◆ **Work instructions**: Repeat the material exactly, leaving nothing out.

◆ **Data entries**:
# # # # #

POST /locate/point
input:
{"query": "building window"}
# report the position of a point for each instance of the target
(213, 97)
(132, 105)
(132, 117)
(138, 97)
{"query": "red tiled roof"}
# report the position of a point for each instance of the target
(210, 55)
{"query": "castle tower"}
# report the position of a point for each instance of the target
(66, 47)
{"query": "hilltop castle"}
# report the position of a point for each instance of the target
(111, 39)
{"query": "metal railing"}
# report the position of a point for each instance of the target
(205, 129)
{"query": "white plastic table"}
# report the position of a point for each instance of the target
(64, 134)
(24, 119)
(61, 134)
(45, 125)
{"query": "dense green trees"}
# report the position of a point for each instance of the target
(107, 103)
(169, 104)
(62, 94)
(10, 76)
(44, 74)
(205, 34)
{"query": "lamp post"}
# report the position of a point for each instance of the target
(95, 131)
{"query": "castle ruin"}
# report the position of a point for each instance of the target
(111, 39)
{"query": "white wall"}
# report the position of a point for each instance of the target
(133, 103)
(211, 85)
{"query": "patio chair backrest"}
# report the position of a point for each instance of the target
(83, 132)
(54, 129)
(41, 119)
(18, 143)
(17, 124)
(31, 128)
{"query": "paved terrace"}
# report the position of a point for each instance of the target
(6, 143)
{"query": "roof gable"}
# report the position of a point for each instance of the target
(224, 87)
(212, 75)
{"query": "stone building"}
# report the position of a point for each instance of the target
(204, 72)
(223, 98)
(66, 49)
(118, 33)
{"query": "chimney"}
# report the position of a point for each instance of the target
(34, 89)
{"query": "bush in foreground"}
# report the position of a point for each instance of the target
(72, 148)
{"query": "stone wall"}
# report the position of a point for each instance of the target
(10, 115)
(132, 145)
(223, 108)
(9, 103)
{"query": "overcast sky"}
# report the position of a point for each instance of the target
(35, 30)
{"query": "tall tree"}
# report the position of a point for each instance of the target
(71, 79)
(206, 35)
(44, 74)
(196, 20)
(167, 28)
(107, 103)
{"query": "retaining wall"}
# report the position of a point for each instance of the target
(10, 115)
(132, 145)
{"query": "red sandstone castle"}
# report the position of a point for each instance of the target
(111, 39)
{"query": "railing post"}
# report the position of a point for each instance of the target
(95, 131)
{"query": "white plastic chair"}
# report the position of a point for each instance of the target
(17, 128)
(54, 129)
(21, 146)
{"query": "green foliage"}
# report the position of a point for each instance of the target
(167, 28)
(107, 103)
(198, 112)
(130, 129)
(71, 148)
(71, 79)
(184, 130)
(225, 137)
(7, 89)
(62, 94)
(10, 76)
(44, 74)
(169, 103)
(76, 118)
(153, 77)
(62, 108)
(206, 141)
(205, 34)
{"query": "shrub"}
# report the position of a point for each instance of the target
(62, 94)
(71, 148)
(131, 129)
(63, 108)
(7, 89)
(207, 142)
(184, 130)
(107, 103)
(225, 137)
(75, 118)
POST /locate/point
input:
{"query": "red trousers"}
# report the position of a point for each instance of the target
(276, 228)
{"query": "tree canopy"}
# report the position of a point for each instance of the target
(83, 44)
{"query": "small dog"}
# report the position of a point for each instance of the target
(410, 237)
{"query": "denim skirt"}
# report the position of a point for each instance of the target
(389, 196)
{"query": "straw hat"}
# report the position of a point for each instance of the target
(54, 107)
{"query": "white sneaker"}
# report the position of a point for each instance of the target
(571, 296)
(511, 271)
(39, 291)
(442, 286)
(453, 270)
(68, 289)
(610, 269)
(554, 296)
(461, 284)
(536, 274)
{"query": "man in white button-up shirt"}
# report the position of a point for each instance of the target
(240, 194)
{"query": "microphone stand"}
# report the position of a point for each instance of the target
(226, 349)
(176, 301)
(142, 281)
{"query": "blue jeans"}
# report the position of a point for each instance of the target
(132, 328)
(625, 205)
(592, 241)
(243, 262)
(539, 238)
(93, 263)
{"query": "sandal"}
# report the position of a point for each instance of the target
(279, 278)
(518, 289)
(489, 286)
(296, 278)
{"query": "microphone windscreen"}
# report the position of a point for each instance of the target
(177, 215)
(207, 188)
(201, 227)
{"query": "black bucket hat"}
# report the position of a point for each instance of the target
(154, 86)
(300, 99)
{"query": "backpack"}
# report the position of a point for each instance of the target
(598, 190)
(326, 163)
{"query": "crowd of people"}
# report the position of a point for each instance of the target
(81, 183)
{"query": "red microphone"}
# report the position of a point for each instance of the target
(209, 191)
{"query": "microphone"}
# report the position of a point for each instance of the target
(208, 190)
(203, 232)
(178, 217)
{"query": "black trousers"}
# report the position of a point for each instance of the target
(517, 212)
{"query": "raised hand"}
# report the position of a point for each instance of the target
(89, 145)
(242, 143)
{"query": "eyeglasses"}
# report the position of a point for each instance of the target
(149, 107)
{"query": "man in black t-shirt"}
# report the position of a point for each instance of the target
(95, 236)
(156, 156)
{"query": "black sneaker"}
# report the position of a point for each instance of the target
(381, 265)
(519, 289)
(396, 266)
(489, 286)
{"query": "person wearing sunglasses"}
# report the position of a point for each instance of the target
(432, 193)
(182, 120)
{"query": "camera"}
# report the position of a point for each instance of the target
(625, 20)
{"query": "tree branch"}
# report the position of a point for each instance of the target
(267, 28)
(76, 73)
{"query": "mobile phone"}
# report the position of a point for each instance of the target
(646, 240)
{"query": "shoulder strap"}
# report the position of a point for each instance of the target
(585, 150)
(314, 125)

# # # # #

◆ **Final result**:
POST /locate/point
input:
{"query": "building window"}
# report the position of a point for each instance of the target
(213, 97)
(132, 105)
(132, 117)
(138, 97)
{"query": "red tiled roof"}
# report the position of a point for each instance of the target
(210, 55)
{"query": "castle tower"}
# report the position of a point for each instance of the target
(66, 47)
{"query": "hilltop castle"}
# report the position of a point for each instance of the target
(111, 39)
{"query": "metal railing"}
# report the position of a point for each instance of the target
(205, 129)
{"query": "white plastic table"}
# report the position of a point for each instance of the target
(64, 134)
(24, 119)
(61, 134)
(45, 125)
{"query": "dense green trees"}
# report the position of a point for each instance of the target
(107, 103)
(169, 104)
(62, 94)
(10, 76)
(44, 74)
(205, 34)
{"query": "lamp post"}
# report the position of a point for each instance of the target
(95, 131)
{"query": "castle ruin"}
# report the position of a point for each instance of the target
(111, 39)
{"query": "white wall"}
# report the position of a point for each instance of the target
(133, 103)
(211, 85)
{"query": "patio chair backrest"}
# report the position of a point for each instance of the target
(83, 132)
(54, 129)
(41, 119)
(18, 143)
(17, 124)
(31, 128)
{"query": "paved terrace"}
# report the position of a point for each instance of the target
(6, 143)
{"query": "roof gable"}
# report the position of a point for each instance of the target
(224, 87)
(212, 75)
{"query": "stone building"}
# report the position of a point for each instance of the target
(204, 72)
(223, 98)
(66, 49)
(118, 33)
{"query": "chimney"}
# report the position of a point for each instance of the target
(34, 89)
{"query": "bush in foreground"}
# report the position of a point for each instance of the target
(72, 148)
{"query": "stone wall"}
# report the position of a point for each instance of the target
(10, 115)
(132, 145)
(223, 108)
(9, 103)
{"query": "overcast sky"}
# report the position of a point for each instance of the target
(35, 30)
{"query": "tall tree"}
# report the position of a point for each instance of the target
(71, 79)
(206, 35)
(44, 74)
(196, 20)
(167, 28)
(107, 103)
{"query": "retaining wall"}
# report the position of a point for each instance of the target
(10, 115)
(132, 145)
{"query": "red sandstone castle"}
# report the position of a point for each instance of the target
(111, 39)
{"query": "railing post"}
# report the position of a point for each instance of the target
(95, 131)
{"query": "white plastic chair"}
# report the position of a point for each instance of the target
(17, 128)
(54, 129)
(21, 146)
{"query": "green foliage"}
# report the position of a point for each instance of the target
(167, 28)
(107, 103)
(198, 112)
(130, 129)
(71, 148)
(71, 79)
(184, 130)
(225, 137)
(7, 89)
(62, 94)
(10, 76)
(44, 74)
(169, 103)
(76, 118)
(153, 77)
(62, 108)
(206, 141)
(205, 34)
{"query": "shrub"}
# report the position of a point for each instance of the target
(62, 94)
(71, 148)
(131, 129)
(63, 108)
(7, 89)
(207, 142)
(184, 130)
(107, 103)
(225, 137)
(75, 118)
POST /locate/point
input:
{"query": "red trousers"}
# report the position of a point for each instance of the target
(276, 228)
{"query": "tree canopy"}
# report the position of a point for each instance of the target
(83, 44)
{"query": "small dog"}
# report the position of a point for each instance of the target
(410, 237)
{"query": "denim skirt"}
# report the position of a point for each instance of the target
(389, 196)
{"query": "straw hat"}
# report the position of a point for each instance of the target
(54, 107)
{"query": "white sneaker"}
# report the position of a point for each instance of the target
(571, 296)
(511, 271)
(39, 291)
(442, 286)
(453, 270)
(68, 289)
(610, 269)
(554, 296)
(461, 284)
(536, 274)
{"query": "man in white button-up shirt"}
# report the position of a point for each instance of the target
(240, 194)
{"query": "microphone stand"}
# report the position of a point for each instance of the target
(226, 349)
(176, 301)
(142, 281)
{"query": "blue jeans"}
# report the position of a point for each instance of the target
(132, 328)
(625, 205)
(592, 241)
(243, 262)
(539, 238)
(93, 263)
{"query": "sandal"}
# report the position of a point for each instance of the target
(279, 278)
(518, 289)
(489, 286)
(296, 278)
{"query": "microphone windscreen"}
# report the position of a point for each instance of the target
(177, 215)
(207, 188)
(201, 227)
{"query": "black bucket hat"}
# report the position of a point for each instance of the target
(154, 86)
(300, 99)
{"query": "backpack"}
# report the position of a point for each instance of the target
(598, 190)
(326, 163)
{"query": "crowd of people"}
# report the position of a point for each instance of the target
(81, 183)
{"query": "red microphone"}
# report the position of a point for each instance of the target
(209, 191)
{"query": "microphone"}
# report the position of a point for each instance of the target
(208, 190)
(203, 232)
(178, 217)
{"query": "black trousers"}
# report the position of a point for each instance of the target
(517, 212)
{"query": "raised hand"}
# report the position of a point for each instance of the target
(89, 145)
(242, 143)
{"query": "eyeglasses"}
# report the position of a point for each instance of the target
(149, 107)
{"query": "man in black t-shirt"}
# report the position of a point for each instance of the target
(95, 236)
(156, 156)
{"query": "black sneaker"}
# report the position of a point for each instance of the target
(381, 265)
(519, 289)
(396, 266)
(489, 286)
{"query": "person wearing sunglasses"}
# report the position of a point for each instance of the target
(432, 193)
(182, 120)
{"query": "camera"}
# report the position of a point for each instance of the target
(625, 20)
{"query": "tree branch"}
# report the position of a point for each instance of the target
(267, 28)
(76, 73)
{"query": "mobile phone"}
# report the position of a point for each instance of the target
(646, 240)
{"query": "shoulder strap"}
# report the position of a point for each instance of the target
(585, 150)
(314, 125)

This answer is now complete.